___ EXTRACTED RECORDS
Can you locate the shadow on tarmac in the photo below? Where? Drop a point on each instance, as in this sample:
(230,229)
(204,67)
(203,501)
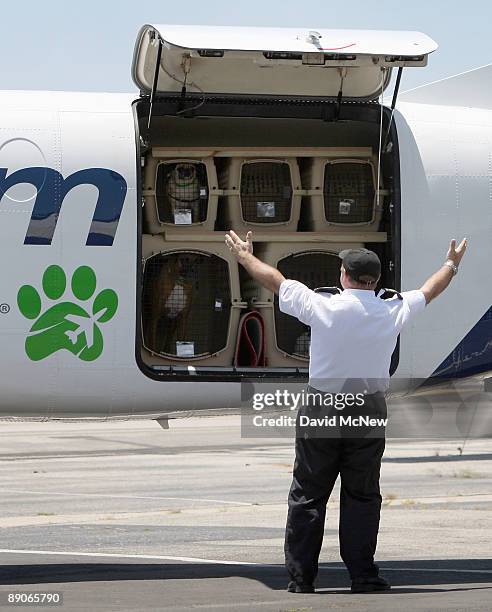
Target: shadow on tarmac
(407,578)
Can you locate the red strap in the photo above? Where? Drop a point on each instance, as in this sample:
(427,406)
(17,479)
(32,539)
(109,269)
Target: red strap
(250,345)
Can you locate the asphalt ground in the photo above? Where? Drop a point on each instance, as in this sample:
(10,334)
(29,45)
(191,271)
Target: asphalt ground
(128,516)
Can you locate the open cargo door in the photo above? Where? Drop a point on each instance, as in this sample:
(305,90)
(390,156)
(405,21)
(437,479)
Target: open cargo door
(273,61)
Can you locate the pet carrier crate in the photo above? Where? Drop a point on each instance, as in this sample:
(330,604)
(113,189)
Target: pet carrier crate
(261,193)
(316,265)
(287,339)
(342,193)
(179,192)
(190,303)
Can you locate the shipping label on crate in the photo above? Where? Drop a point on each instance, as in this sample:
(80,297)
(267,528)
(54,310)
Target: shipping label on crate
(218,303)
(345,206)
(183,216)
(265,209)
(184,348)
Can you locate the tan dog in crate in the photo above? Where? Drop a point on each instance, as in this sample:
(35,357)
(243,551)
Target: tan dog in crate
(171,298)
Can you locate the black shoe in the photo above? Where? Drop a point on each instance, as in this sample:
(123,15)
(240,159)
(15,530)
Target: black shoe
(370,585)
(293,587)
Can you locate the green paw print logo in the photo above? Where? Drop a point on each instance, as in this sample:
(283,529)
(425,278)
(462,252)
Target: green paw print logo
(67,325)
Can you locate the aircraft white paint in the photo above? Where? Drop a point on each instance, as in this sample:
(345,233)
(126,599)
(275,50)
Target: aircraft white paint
______
Without the pictures, write out every entry exactly as it appears.

[SOLUTION TO THE EXERCISE]:
Can you locate the shadow on tarmac in the photo below? Where? Drop a point on each instance, as in this sample:
(230,229)
(204,67)
(203,501)
Target: shadow on tarmac
(407,578)
Can you locate the red strap in the photo above? Where? Drop a point on each instance, as in this sample:
(427,406)
(17,479)
(32,539)
(109,269)
Target: red strap
(250,345)
Can you locate the asphalt ground in the photo above? Where? Drop a point on each instance, as in this sample:
(10,334)
(29,45)
(191,271)
Target: asphalt ground
(128,516)
Can you locate the open cargo door in the photo above? Where? Drop a point on each instance, as in this sample:
(305,90)
(390,156)
(405,21)
(437,479)
Target: open cargo door
(273,61)
Can you locate the pet carrier crate in the photo above? Where? Drop a point on each instance, as in this sample:
(330,604)
(113,189)
Target: pet carrier crate
(261,193)
(316,265)
(287,339)
(342,193)
(179,192)
(190,303)
Can you locate the shipping label on crate in the photo above? Where? Drop a point on each instance, as in this sample:
(80,297)
(267,528)
(54,310)
Target: shipping label on crate
(218,303)
(345,206)
(183,216)
(265,209)
(184,348)
Can you locate the tan dog in crate in the photo above? Where? Drop a point on each instance, as in this sample:
(35,357)
(243,551)
Target: tan dog in crate
(171,298)
Can you locate the black shoe in the photo above? Where? Drop a point on each instance, as in this sample:
(123,15)
(240,159)
(15,530)
Target: black shoe
(370,585)
(293,587)
Can you locate the green paw print logo in the photo above? Where? Drop a point on each instance, as in this sample:
(283,529)
(425,278)
(462,252)
Target: green paw print logo
(67,325)
Can you locate the aircraft white paint in the photo above? Where? Drop a point on each instance, as in this sample:
(345,233)
(126,599)
(275,50)
Target: aircraft white paint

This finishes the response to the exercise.